How to Legally and Ethically Curate Content

How to Legally and Ethically Curate Content

If you’ve spent any time on this blog, you know that content curation is the main focal point – and for good reason. Curating content removes much of the heavy lifting that needs to be done in order to produce original content, while still engaging your audience and populating your social and content channels with valuable messaging that educates and nurtures.

But as with most content marketing strategies, there’s a fine line between what’s legal/ethical and what’s not. And if you want to be successful with content curation, you need to make sure you’re staying on the right side of that line.

What is Content Curation?

The sheer volume of content that’s being created and published online is enough to overwhelm the billions of users who access the internet on a regular basis. In fact, the vast majority of all content ever created by mankind has been produced in just the last three years. And this makes it nearly impossible for people to sift through trillions of words of copy, billions of videos, and millions of blogs to find the information they need.

Whereas the world’s most profitable websites and brands were once content creators, today’s leading sites – like Buzzfeed and ViralNova – tend to err on the side of content curation. We’re living in an editorial age where content curation is king.

Content curation is basically the act of finding existing content that’s already being shared online and bringing it to your own audience. But as you might guess, there are some rules and potential complications that come with curating content that you don’t own.

What Content Curation is Not

In order to be successful with content, you have to understand what content curation is not.

“First, content curation isn’t plagiarism, scraping, or copyright violation—or shouldn’t be,” entrepreneur Tim Parker writes. “If you’re copying somebody else’s work and placing it on your website as your own, that is illegal by any legal standard. That includes a blog article, image, video, or anything else that somebody created.”

Just because you’re able to find a piece of content online, doesn’t mean you can legally use that content. Like any other creative work, digital content is protected by certain copyright laws.

There are very few situations in which you’re able to copy and paste someone else’s content into your own digital channels without express consent. Instead, you have to work within the rules and curate in a legal and ethical manner.

# TASK GOAL:
In the article on curating content, which two sites are named as examples of today's leading sites that favor content curation?

# SUPPLIED DATA:
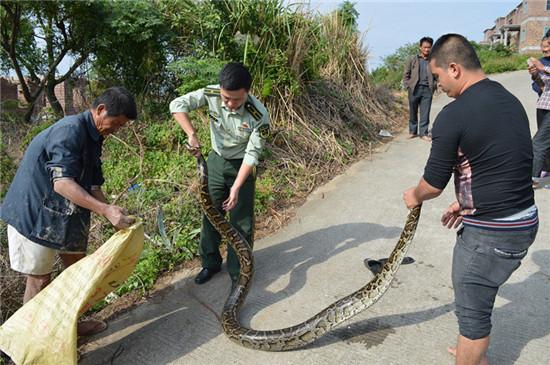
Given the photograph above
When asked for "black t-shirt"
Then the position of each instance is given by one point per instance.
(483, 137)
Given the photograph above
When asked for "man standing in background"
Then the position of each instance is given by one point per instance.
(238, 125)
(538, 87)
(420, 83)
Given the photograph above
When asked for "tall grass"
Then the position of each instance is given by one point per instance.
(309, 70)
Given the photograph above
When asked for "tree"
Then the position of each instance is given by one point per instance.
(349, 14)
(135, 51)
(36, 36)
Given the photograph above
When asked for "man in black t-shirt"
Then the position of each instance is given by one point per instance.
(483, 138)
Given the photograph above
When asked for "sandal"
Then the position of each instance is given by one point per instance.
(90, 327)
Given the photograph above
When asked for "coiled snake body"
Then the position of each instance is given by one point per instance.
(308, 331)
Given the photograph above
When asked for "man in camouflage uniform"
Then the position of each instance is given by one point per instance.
(238, 125)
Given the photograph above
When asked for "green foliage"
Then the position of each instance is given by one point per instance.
(134, 52)
(34, 131)
(349, 14)
(196, 73)
(7, 170)
(391, 71)
(307, 69)
(494, 59)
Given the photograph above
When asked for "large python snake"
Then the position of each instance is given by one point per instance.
(308, 331)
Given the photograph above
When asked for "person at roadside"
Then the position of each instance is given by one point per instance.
(56, 187)
(482, 137)
(420, 84)
(238, 126)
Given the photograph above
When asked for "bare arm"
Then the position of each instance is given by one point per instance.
(407, 74)
(70, 190)
(244, 173)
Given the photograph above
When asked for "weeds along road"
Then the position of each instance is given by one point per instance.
(318, 258)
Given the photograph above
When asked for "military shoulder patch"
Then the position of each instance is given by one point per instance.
(208, 91)
(251, 108)
(264, 131)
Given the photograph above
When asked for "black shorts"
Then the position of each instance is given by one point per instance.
(482, 261)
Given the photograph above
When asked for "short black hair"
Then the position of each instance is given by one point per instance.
(117, 101)
(234, 76)
(454, 48)
(427, 40)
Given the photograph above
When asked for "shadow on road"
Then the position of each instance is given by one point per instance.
(526, 317)
(182, 317)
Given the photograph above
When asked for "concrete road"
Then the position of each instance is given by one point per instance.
(318, 258)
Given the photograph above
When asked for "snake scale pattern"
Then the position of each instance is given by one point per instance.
(308, 331)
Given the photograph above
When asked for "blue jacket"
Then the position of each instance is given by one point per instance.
(71, 147)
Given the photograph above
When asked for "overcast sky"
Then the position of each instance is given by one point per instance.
(391, 24)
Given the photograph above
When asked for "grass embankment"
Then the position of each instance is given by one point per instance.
(309, 71)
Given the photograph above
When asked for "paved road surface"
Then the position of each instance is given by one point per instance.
(318, 258)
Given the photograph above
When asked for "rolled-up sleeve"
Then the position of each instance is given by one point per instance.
(256, 142)
(97, 176)
(64, 153)
(188, 102)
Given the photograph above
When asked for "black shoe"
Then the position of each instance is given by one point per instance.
(205, 275)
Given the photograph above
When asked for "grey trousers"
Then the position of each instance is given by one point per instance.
(420, 98)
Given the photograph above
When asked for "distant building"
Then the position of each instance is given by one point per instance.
(522, 28)
(71, 94)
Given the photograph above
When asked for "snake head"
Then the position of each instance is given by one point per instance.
(195, 151)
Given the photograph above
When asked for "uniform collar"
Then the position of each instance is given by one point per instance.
(239, 111)
(92, 129)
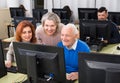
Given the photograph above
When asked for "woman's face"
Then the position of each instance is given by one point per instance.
(50, 27)
(26, 34)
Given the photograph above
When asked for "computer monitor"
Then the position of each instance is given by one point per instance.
(16, 12)
(41, 63)
(87, 13)
(3, 70)
(92, 31)
(115, 17)
(99, 68)
(38, 13)
(63, 14)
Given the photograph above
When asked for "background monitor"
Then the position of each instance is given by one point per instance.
(115, 17)
(16, 12)
(43, 62)
(3, 70)
(87, 13)
(38, 13)
(93, 31)
(63, 14)
(99, 68)
(19, 19)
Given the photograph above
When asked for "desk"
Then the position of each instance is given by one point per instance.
(13, 78)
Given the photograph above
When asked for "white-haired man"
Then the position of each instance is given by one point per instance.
(72, 46)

# EXERCISE ANSWER:
Buzzfeed and ViralNova